_DIRECTIONS_
Please restate each entry word for word and leave the pictures out.
----------------
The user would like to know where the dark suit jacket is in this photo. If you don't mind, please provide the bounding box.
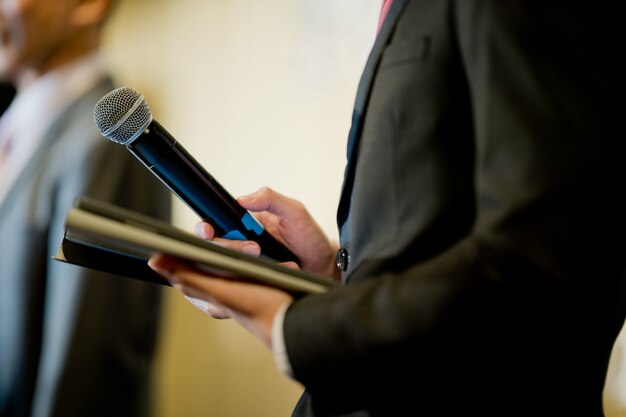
[285,1,626,416]
[0,77,171,417]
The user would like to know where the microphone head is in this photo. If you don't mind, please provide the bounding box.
[93,86,153,145]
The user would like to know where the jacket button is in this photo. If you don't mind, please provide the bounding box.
[336,248,350,272]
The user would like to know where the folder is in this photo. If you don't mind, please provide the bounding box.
[53,196,339,296]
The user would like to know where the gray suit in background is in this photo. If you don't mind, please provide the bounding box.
[0,77,171,417]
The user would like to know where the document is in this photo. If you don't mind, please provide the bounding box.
[54,196,339,296]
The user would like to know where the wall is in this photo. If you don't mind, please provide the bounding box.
[102,1,379,416]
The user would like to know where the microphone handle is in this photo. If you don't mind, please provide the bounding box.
[128,120,299,263]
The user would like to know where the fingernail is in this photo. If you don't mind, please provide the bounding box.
[237,194,253,204]
[195,222,209,239]
[238,189,261,202]
[147,256,162,271]
[242,243,261,256]
[148,256,178,283]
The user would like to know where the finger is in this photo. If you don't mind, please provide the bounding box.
[184,295,231,319]
[237,186,303,219]
[194,221,216,240]
[149,253,267,311]
[148,253,184,284]
[194,220,262,256]
[211,239,261,256]
[165,262,291,316]
[281,261,300,270]
[149,254,233,318]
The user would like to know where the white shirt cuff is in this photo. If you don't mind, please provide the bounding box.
[271,300,294,379]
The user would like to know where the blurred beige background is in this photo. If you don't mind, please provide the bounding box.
[100,1,626,416]
[101,1,379,416]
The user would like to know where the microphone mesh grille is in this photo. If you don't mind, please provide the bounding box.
[93,86,152,144]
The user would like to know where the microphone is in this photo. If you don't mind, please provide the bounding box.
[93,86,298,263]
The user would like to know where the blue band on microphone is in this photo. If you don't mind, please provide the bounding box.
[222,214,262,241]
[223,230,247,241]
[241,212,264,235]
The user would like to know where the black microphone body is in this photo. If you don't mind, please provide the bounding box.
[94,88,298,263]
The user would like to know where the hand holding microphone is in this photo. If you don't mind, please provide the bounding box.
[93,87,299,263]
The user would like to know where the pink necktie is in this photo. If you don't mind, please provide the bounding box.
[377,0,394,32]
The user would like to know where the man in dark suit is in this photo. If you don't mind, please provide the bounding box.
[148,1,626,416]
[0,0,171,416]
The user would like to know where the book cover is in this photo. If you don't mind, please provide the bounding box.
[54,196,339,296]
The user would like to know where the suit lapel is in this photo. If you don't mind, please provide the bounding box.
[0,77,113,217]
[337,0,409,227]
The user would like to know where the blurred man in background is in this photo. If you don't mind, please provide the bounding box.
[0,0,171,416]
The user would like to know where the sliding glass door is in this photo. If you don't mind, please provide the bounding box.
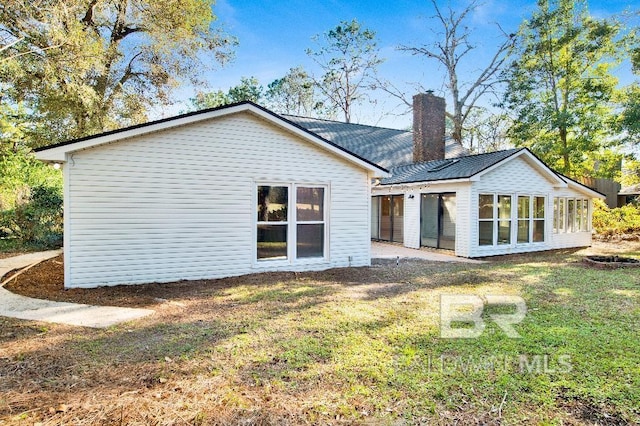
[372,195,404,243]
[420,193,456,250]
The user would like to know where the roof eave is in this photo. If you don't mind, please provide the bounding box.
[563,178,606,199]
[375,177,472,187]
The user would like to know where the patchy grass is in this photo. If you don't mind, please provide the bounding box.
[1,244,639,425]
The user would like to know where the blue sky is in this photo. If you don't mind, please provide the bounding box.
[168,0,639,129]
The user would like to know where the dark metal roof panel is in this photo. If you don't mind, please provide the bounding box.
[379,148,523,185]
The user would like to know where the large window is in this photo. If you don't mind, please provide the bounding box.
[257,184,326,262]
[567,199,575,233]
[533,196,545,242]
[478,194,494,246]
[479,194,545,247]
[517,196,530,243]
[517,196,545,244]
[553,198,566,233]
[296,187,325,258]
[553,197,590,233]
[498,195,512,245]
[478,194,511,246]
[257,186,288,260]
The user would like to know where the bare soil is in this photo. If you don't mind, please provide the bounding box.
[2,254,455,308]
[2,241,637,308]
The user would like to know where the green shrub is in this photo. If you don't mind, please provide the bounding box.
[592,199,640,236]
[0,185,63,248]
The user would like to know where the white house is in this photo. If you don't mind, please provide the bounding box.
[35,103,387,288]
[288,93,603,258]
[36,95,603,288]
[371,148,603,257]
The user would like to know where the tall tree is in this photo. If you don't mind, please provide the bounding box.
[399,0,514,149]
[0,0,235,147]
[619,46,640,140]
[462,108,513,154]
[265,66,326,117]
[502,0,624,177]
[306,19,384,123]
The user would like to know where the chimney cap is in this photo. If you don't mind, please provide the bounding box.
[425,89,434,95]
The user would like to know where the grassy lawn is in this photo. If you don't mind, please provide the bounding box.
[1,244,639,424]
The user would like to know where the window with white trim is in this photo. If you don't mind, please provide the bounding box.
[478,194,511,246]
[256,184,327,262]
[517,196,531,243]
[296,187,325,258]
[257,186,289,260]
[553,197,590,233]
[533,196,545,242]
[553,198,566,233]
[567,199,575,232]
[517,196,545,243]
[479,194,545,246]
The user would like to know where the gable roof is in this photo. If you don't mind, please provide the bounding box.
[377,147,604,198]
[380,148,525,184]
[34,102,388,176]
[619,183,640,195]
[285,115,468,169]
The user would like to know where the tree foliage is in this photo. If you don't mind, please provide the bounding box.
[307,19,383,123]
[461,108,513,154]
[618,45,640,141]
[0,0,236,147]
[502,0,625,177]
[0,184,63,248]
[265,66,326,116]
[400,0,514,148]
[188,76,263,111]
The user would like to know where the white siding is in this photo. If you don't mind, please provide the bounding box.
[64,112,372,288]
[404,191,420,249]
[372,182,471,255]
[468,156,593,257]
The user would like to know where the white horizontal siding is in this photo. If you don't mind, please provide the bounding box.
[404,192,420,249]
[468,156,594,257]
[65,112,371,288]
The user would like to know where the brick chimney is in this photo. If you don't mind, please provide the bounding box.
[413,91,446,163]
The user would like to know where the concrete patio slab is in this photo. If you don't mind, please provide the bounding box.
[0,250,153,328]
[372,241,484,264]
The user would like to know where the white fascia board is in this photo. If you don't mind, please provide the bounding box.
[565,179,606,199]
[471,149,567,187]
[35,103,388,177]
[35,104,252,163]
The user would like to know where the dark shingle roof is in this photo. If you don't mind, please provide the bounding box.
[380,148,523,185]
[285,115,467,169]
[619,183,640,195]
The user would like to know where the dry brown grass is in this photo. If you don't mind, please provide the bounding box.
[1,242,639,425]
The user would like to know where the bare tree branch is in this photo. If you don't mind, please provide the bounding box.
[398,0,514,147]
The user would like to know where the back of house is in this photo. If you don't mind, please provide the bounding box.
[36,103,386,288]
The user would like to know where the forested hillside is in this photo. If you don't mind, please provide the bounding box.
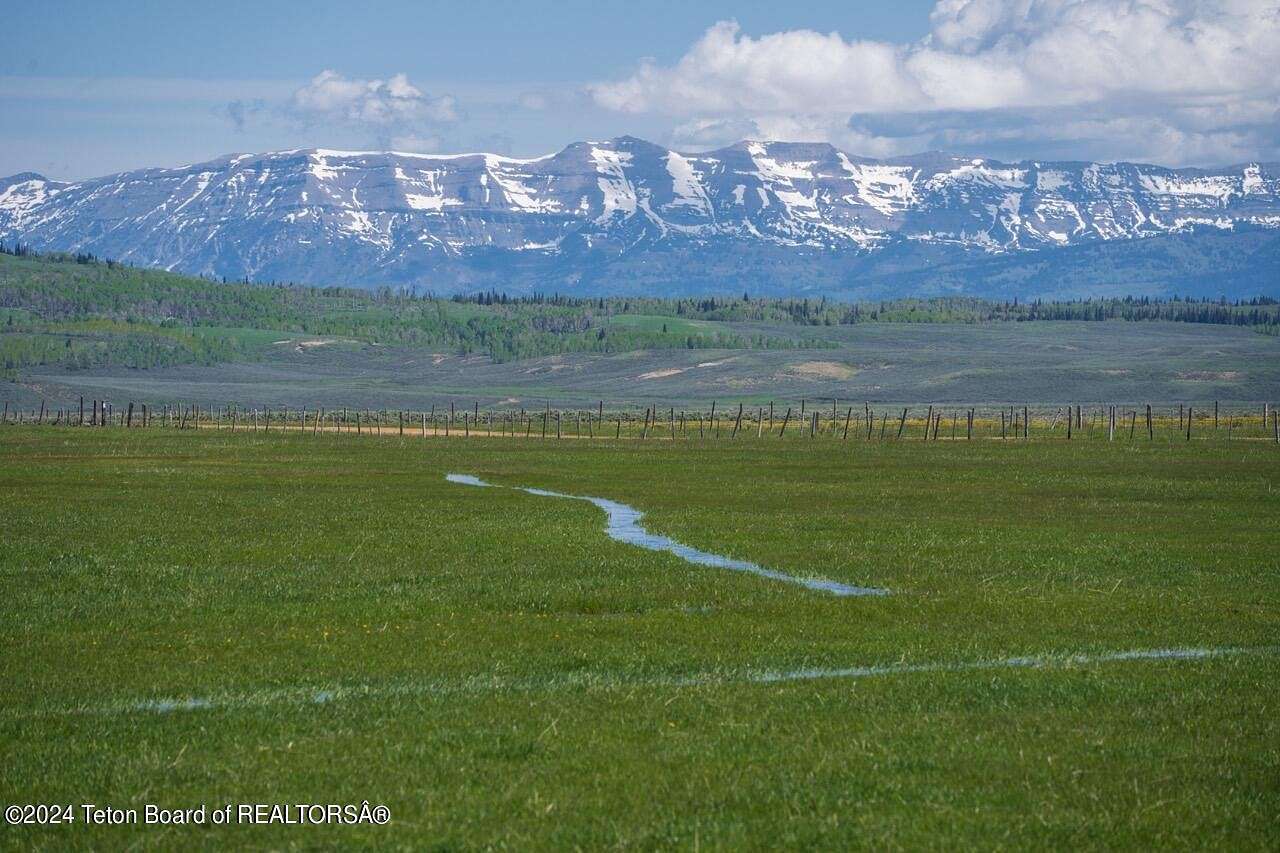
[2,246,1277,380]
----------------
_RESPONSE BELOW_
The user would like to know where the dark suit jacket is in this photo. If you don't mind, please provide the bounding box.
[285,1,626,416]
[0,77,171,417]
The user would like to know where the microphone head is in this photo. If you don't mind, please provide the bounding box.
[93,86,153,145]
The user would like to know where the jacket button is in this photo. If you don't mind, please provide the bounding box.
[336,248,350,272]
The user would like to know where the folder is in this photo. If you don't mind, please provide the bounding box.
[53,196,339,296]
The user would like to know where the gray suit in background is in this photo. If you don't mind, please provide the bounding box.
[0,77,171,417]
The user would like to know where the document is in this photo. If you don't mind, please provide the bounding box.
[54,196,339,296]
The user would like to know where the wall is in this photo. If you don't mind, please provide the bounding box.
[102,1,379,416]
The user would like to know where the microphone handle is in this photo. If you don't mind, please provide the bounding box.
[128,120,299,263]
The user would like to know where the fingernail is in this photo. If you don't mind, please provide the bounding box.
[237,194,253,204]
[195,222,209,239]
[238,189,261,202]
[147,256,162,271]
[242,243,261,256]
[148,256,178,283]
The user would like to know where the finger is in this photo. If you don't mind, please provide the bounding box.
[184,295,231,319]
[237,186,303,219]
[194,221,216,240]
[149,253,267,311]
[148,253,184,284]
[194,220,262,256]
[211,239,261,256]
[165,262,291,316]
[281,261,300,270]
[149,254,233,318]
The user would like to know where the white shirt cuff is in this photo. If you don't mind, please provide the bounding box.
[271,300,294,379]
The user would like to know where the blurred beige background is in this photo. If you don't mind, please provide the bounding box.
[100,1,626,416]
[101,1,379,416]
The user would like to know where the microphone mesh grille is in this photo. If you don't mind, please provide the bounding box.
[93,86,152,144]
The user would like to know where the microphone is in this photo. If you don't mind, please provide the bounding box.
[93,86,298,263]
The user would like to know where the blue band on microphone is in this photo. If you don't mind, please provide the bounding box.
[222,214,262,241]
[223,230,247,241]
[241,212,264,235]
The user would like to know where the black microphone body is in this photo. If you don't mind, please provide the bounding box.
[94,88,298,263]
The user would like to know where the hand holding microphone is in this photo. If you don't mind, please provide the bounding box.
[93,87,299,263]
The user would like to know where the pink necktie is in this photo. If you don't mind, please provide the bounding box.
[377,0,394,32]
The user would like to know where the man in dark suit is in this photo. If you don't mind, please provide the bounding box.
[148,1,626,416]
[0,0,171,416]
The user would like to know where the book cover is in this photo. If you don't mind, please provide the bounding box.
[54,196,339,296]
The user would like to know where the suit lapel is in this photo. If you don't mind, please provide the bounding box.
[0,77,113,217]
[337,0,409,227]
The user would like to know where the blurred man in background is in this photo. If you don't mind, please provide the bounding box.
[0,0,171,416]
The user would like to know where the sliding glass door is in this photo. If you don't mind, please provide the bounding box.
[372,195,404,243]
[420,193,456,250]
The user would like to know where the roof eave is in this photo. If you don't mind, please provide the bounding box.
[563,178,606,199]
[375,177,472,187]
The user would like to know where the patchy grass is in this photo. If you don't mind, please provide the bounding box.
[1,244,639,425]
The user would like to know where the blue sky is in this photo. If you don't mind, please provide the bounding box.
[168,0,639,129]
The user would like to know where the dark metal roof panel is in this photo. If you don't mind, please provide the bounding box.
[379,148,523,185]
The user would like to know where the large window is in this photo. If you don't mind, please provide the bounding box.
[257,184,326,262]
[567,199,575,233]
[533,196,545,242]
[478,194,494,246]
[479,194,545,247]
[517,196,530,243]
[517,196,545,244]
[553,198,566,233]
[296,187,325,258]
[553,197,590,233]
[498,195,512,245]
[478,194,511,246]
[257,186,288,260]
The user would like to know where the bare soil is in this photo. If you don't mind, please provide the bounding box.
[2,254,455,308]
[2,241,637,308]
The user would like to know where the green shrub is in this photo. If you don't mind, please provide the bounding box.
[592,199,640,236]
[0,185,63,248]
The user would like to know where the white house is in this photo. If you don't mind, please provide the bounding box.
[35,103,387,288]
[288,93,603,258]
[36,95,603,288]
[371,148,603,257]
The user would like to know where the tall tree is in this photo. If you don't mind, please provide the bounding box.
[399,0,514,149]
[0,0,235,147]
[619,46,640,140]
[462,108,513,154]
[265,66,326,117]
[502,0,624,177]
[306,19,384,123]
The user would like to know where the chimney cap is in this photo. If you don't mind, please provide the bounding box.
[425,89,434,95]
The user would like to know where the grassy lawn is in this photo. If you don't mind, please provide the bounding box.
[1,244,639,424]
The user would like to know where the window with white trim is in this photo. If you don't mind, please provide the bounding box.
[478,194,511,246]
[256,184,327,262]
[517,196,531,243]
[296,187,325,258]
[257,186,289,260]
[553,197,590,233]
[533,196,545,242]
[553,198,566,233]
[567,199,575,232]
[517,196,545,243]
[479,194,545,246]
The user would like to know where the gable roof is in this photo. If you don't mind, please provide the bounding box.
[377,147,604,198]
[380,148,525,184]
[34,102,388,176]
[619,183,640,195]
[285,115,468,169]
The user would like to know where the tree foliage is in this photo. If you don't mind, please provide the bounding box.
[307,19,383,123]
[461,108,513,154]
[618,45,640,141]
[0,0,236,147]
[502,0,625,177]
[0,184,63,248]
[265,66,326,116]
[400,0,514,148]
[188,76,263,111]
The user would like to know where the white siding is in this photo. If you don't mind, please provide the bounding box.
[64,112,372,288]
[404,191,420,249]
[372,182,471,255]
[468,156,593,257]
The user would like to know where the white horizontal siding is in this photo. If you don't mind, please provide the bounding box.
[404,192,420,249]
[468,156,594,257]
[65,112,371,288]
The user would like to know where the brick chimney is in this photo. If you don't mind, please provide the bounding box.
[413,91,446,163]
The user would like to know where the concrete patio slab is in this photo. If you don't mind, please provide the bounding box.
[0,250,153,328]
[372,241,484,264]
The user would like to know where the white fascia board is in this photo. If you don't mind, please provide the bounding box.
[565,179,606,199]
[471,149,567,187]
[35,103,388,177]
[35,104,252,163]
The user would like to know where the dark shingle roof is in this photo. If you don't mind, please provide the bounding box.
[380,148,523,185]
[285,115,467,169]
[619,183,640,195]
The user would like to know where the dry brown grass is in this photo. If you don't mind, please provide the bounding box.
[1,242,639,425]
The user would like to know where the bare tree branch is in this photo. If you don't mind, please provide the bounding box.
[398,0,514,147]
The user would like to know where the back of house is in this photo. If you don't mind, please provide the bounding box.
[36,103,386,288]
The user would like to know where the forested hillside is in this photo. If you don't mind, please provide the bounding box.
[2,246,1277,380]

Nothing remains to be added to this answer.